### [WHAT IS BEING ASKED]
Please print, word for word, every line from the one that contains "Query: person wearing blue cap" through the last line of the records, and nothing else.

----- THE INPUT

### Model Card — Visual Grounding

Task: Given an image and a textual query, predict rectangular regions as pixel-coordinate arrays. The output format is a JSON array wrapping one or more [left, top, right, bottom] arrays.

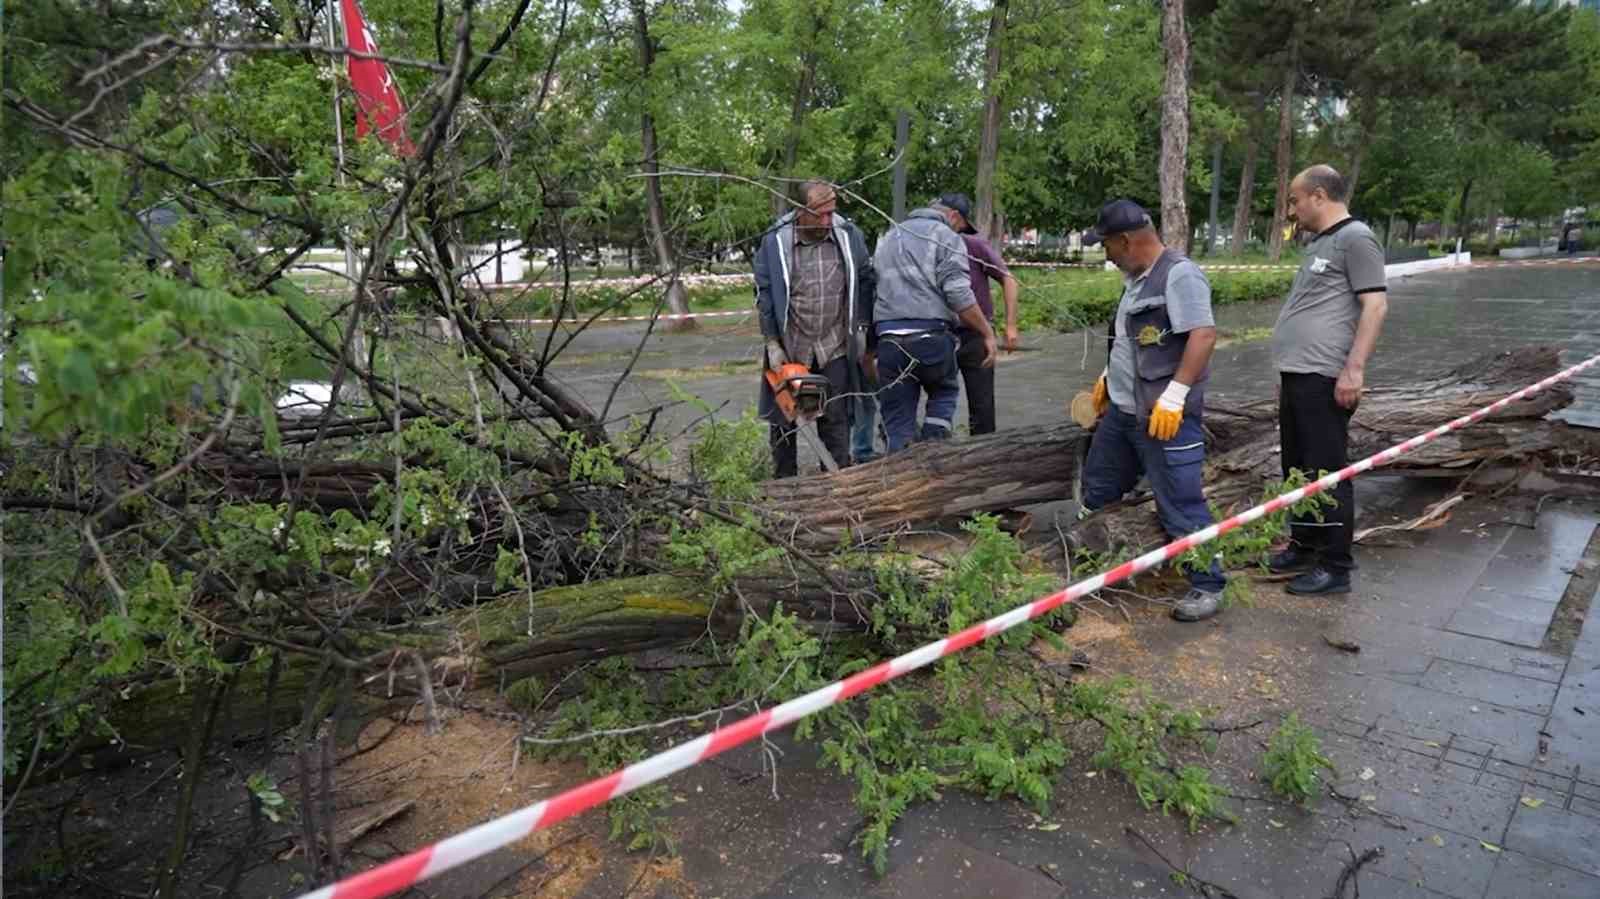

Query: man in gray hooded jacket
[[867, 200, 996, 452], [753, 180, 877, 477]]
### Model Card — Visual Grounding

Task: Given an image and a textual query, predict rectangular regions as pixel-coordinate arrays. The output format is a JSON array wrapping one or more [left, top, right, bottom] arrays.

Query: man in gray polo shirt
[[1080, 199, 1227, 623], [1268, 165, 1389, 595]]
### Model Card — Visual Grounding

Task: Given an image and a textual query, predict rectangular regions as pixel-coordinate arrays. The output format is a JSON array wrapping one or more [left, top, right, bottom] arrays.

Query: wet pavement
[[520, 258, 1600, 459]]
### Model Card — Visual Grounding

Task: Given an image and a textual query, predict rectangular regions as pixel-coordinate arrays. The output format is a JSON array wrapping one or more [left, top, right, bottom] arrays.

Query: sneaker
[[1171, 588, 1223, 622], [1266, 546, 1316, 574], [1286, 566, 1352, 595]]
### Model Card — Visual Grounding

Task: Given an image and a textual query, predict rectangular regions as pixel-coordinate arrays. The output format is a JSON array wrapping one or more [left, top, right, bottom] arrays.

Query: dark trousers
[[1081, 408, 1227, 592], [851, 362, 881, 463], [877, 330, 960, 453], [1279, 372, 1355, 570], [956, 328, 997, 436], [769, 355, 852, 478]]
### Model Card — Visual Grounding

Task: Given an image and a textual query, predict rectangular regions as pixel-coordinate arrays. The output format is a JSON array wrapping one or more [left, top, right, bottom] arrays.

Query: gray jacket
[[870, 208, 977, 339]]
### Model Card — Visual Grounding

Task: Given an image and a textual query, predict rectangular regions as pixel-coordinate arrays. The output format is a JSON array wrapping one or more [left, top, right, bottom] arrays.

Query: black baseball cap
[[937, 192, 978, 234], [1083, 199, 1153, 245]]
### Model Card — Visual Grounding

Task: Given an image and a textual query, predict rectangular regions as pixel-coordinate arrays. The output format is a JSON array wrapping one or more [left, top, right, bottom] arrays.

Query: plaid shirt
[[784, 230, 848, 367]]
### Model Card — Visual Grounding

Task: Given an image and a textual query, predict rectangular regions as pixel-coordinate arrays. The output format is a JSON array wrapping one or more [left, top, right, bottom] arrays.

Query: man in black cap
[[1079, 199, 1228, 622], [934, 193, 1021, 435]]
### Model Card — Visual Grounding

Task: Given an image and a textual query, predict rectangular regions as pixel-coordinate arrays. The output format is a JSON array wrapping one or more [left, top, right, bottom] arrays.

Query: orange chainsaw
[[764, 362, 841, 471]]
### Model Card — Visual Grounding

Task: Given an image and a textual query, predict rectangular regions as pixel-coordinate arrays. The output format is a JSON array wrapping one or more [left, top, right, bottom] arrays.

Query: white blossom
[[373, 537, 392, 557]]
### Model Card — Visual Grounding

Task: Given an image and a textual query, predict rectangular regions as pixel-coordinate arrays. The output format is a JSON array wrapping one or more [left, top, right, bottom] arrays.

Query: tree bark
[[892, 109, 911, 221], [630, 0, 692, 329], [1455, 177, 1475, 246], [89, 571, 880, 761], [1344, 99, 1378, 209], [1229, 105, 1264, 256], [974, 0, 1009, 244], [1158, 0, 1191, 250], [1205, 139, 1223, 256], [1268, 41, 1299, 262], [774, 11, 825, 217]]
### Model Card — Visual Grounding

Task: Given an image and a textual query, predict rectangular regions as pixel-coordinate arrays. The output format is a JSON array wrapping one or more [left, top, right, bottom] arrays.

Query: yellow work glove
[[1091, 370, 1110, 417], [1147, 380, 1189, 442]]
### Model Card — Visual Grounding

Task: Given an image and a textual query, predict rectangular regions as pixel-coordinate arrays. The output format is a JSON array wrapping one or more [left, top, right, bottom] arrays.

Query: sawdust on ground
[[337, 707, 698, 898]]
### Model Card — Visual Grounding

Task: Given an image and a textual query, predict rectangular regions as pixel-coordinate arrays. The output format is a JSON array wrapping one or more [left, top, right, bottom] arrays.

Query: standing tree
[[1266, 36, 1299, 261], [1158, 0, 1192, 249], [630, 0, 695, 326], [974, 0, 1009, 242]]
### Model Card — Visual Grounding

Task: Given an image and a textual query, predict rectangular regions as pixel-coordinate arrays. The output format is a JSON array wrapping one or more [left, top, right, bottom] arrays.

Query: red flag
[[341, 0, 416, 157]]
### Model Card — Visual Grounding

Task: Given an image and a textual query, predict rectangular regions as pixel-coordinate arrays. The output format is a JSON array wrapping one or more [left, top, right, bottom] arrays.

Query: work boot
[[1171, 588, 1223, 622], [1266, 546, 1316, 574], [1286, 566, 1352, 596]]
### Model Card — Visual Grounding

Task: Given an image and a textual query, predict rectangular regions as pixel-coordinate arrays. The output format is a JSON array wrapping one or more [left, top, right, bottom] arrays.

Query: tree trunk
[[631, 0, 692, 329], [91, 571, 879, 761], [974, 0, 1008, 244], [1229, 105, 1264, 256], [1455, 177, 1475, 246], [774, 11, 825, 217], [1158, 0, 1191, 250], [892, 109, 911, 221], [1267, 41, 1299, 262], [1205, 139, 1223, 255], [1346, 102, 1377, 208]]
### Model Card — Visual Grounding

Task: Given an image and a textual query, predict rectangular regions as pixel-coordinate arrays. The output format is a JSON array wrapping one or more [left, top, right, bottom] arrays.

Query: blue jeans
[[1082, 408, 1227, 592], [877, 331, 960, 453], [852, 363, 880, 463]]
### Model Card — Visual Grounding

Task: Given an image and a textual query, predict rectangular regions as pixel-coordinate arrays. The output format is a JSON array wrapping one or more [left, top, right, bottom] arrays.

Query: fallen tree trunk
[[764, 346, 1586, 552], [93, 569, 875, 762]]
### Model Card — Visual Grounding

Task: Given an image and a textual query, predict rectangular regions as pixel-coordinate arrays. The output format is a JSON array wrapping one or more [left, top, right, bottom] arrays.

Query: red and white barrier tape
[[1006, 262, 1298, 272], [296, 349, 1600, 899], [1477, 257, 1598, 268], [493, 308, 754, 326]]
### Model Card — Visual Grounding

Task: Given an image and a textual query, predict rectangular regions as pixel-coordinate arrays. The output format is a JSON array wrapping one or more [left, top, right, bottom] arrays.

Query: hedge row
[[1016, 269, 1297, 333]]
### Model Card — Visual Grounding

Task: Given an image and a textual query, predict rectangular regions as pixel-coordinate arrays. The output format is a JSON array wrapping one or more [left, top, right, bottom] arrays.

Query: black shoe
[[1286, 566, 1352, 596], [1266, 547, 1316, 574]]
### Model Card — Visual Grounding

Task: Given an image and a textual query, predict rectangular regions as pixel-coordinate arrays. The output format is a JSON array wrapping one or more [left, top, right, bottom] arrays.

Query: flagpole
[[325, 1, 361, 288]]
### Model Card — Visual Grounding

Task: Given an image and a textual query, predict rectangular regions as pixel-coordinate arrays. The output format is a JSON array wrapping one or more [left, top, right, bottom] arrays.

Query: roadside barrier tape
[[296, 349, 1600, 899], [1008, 262, 1300, 271], [303, 256, 1594, 297], [1476, 257, 1598, 268], [491, 309, 754, 325]]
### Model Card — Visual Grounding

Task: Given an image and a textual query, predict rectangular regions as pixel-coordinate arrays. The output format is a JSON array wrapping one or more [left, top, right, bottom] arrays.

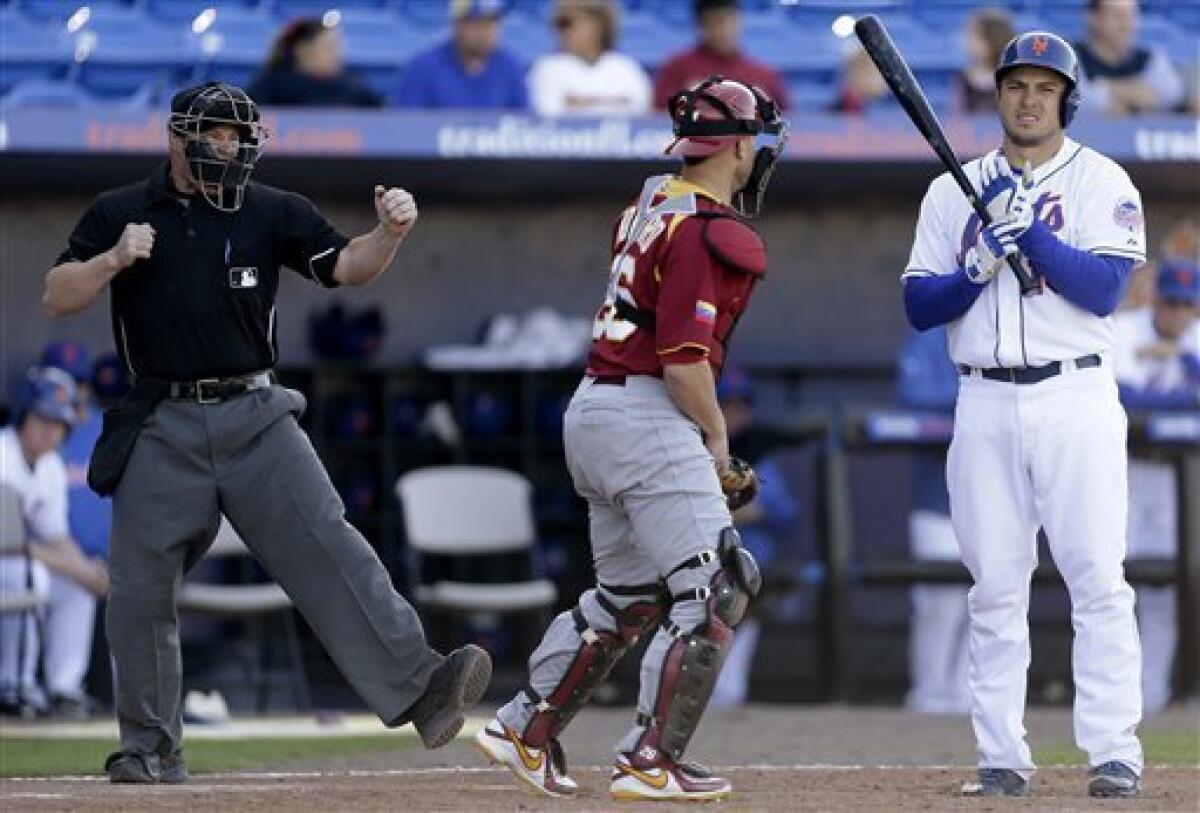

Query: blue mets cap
[[1157, 258, 1200, 305], [717, 365, 755, 404], [451, 0, 506, 20], [19, 366, 77, 428], [40, 340, 92, 383]]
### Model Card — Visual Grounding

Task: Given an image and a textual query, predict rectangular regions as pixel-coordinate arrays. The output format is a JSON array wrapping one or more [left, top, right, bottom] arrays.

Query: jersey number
[[592, 254, 638, 342]]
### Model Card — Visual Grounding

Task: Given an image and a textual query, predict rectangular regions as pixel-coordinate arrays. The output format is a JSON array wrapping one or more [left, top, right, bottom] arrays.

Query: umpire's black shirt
[[57, 163, 349, 381]]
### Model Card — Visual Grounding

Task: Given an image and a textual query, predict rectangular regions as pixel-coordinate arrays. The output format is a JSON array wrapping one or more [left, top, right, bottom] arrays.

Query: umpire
[[42, 82, 491, 783]]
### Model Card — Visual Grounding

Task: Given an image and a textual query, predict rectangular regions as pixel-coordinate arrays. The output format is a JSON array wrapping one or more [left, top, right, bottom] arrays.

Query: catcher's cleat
[[474, 718, 578, 798], [1087, 761, 1141, 799], [960, 768, 1029, 797], [610, 750, 731, 802]]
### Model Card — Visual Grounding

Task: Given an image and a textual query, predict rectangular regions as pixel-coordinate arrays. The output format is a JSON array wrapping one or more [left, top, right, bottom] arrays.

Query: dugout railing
[[825, 407, 1200, 705]]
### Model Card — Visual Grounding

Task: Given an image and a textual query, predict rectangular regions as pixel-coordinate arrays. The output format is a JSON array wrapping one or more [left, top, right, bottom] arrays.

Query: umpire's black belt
[[166, 372, 273, 403], [959, 354, 1101, 385]]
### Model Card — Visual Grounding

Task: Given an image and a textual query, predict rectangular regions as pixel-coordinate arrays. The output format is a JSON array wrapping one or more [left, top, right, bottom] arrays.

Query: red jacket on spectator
[[653, 45, 789, 111]]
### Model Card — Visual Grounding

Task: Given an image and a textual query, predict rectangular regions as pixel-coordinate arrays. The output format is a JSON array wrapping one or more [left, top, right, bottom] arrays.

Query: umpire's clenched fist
[[111, 223, 155, 270], [375, 185, 418, 238]]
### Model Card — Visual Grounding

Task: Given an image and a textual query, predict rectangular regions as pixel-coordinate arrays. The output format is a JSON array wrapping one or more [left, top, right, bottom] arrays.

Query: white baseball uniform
[[1112, 308, 1199, 712], [0, 426, 97, 706], [905, 137, 1146, 777]]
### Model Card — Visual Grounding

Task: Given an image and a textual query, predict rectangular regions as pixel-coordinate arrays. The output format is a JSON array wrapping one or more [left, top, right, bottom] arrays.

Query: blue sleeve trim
[[903, 268, 985, 331], [1015, 220, 1135, 317]]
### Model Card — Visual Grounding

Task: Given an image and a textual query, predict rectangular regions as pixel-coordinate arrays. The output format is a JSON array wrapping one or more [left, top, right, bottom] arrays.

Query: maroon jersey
[[587, 177, 766, 378]]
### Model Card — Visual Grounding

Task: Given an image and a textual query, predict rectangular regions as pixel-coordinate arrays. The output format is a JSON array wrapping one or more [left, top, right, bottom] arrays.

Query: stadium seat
[[0, 7, 73, 93], [268, 0, 389, 19], [1, 77, 97, 106], [619, 9, 689, 72], [17, 0, 130, 23], [186, 6, 277, 87], [66, 6, 192, 98], [143, 0, 261, 24], [1139, 14, 1200, 67], [498, 11, 556, 67]]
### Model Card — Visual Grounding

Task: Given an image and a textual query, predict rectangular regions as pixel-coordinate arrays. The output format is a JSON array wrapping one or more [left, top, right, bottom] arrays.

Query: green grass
[[0, 735, 417, 777], [1035, 730, 1200, 767]]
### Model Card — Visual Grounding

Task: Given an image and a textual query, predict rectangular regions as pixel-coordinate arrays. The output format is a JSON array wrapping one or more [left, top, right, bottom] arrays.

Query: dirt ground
[[4, 707, 1197, 812]]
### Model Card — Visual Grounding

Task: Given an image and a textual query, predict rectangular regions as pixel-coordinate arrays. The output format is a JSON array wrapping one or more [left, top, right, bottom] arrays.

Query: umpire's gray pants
[[498, 376, 730, 754], [108, 386, 439, 757]]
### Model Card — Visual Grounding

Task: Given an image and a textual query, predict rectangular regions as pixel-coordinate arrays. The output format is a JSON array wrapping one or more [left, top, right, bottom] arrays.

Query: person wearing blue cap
[[1112, 255, 1199, 714], [1, 367, 109, 718], [393, 0, 528, 110], [708, 367, 800, 709], [39, 341, 112, 719], [895, 326, 969, 715]]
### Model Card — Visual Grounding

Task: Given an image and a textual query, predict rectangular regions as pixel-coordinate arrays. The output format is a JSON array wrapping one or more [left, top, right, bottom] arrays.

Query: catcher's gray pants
[[107, 386, 439, 757], [497, 376, 730, 754]]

----------

### [ANSWER TO THIS EXERCISE]
Query: person wearing blue cap
[[1112, 255, 1199, 714], [1, 367, 109, 718], [393, 0, 528, 110], [708, 367, 800, 709], [39, 341, 112, 719], [895, 326, 969, 715]]
### Model Card — Visual Grounding

Task: Given an image and a textual query, predict rectangular regions as pixel-coordinate arrays. The output format is a JSON array wrapping one or more [left, top, right, bottom] arrays.

Query: catcher's gray pants
[[107, 386, 439, 757], [497, 376, 730, 754]]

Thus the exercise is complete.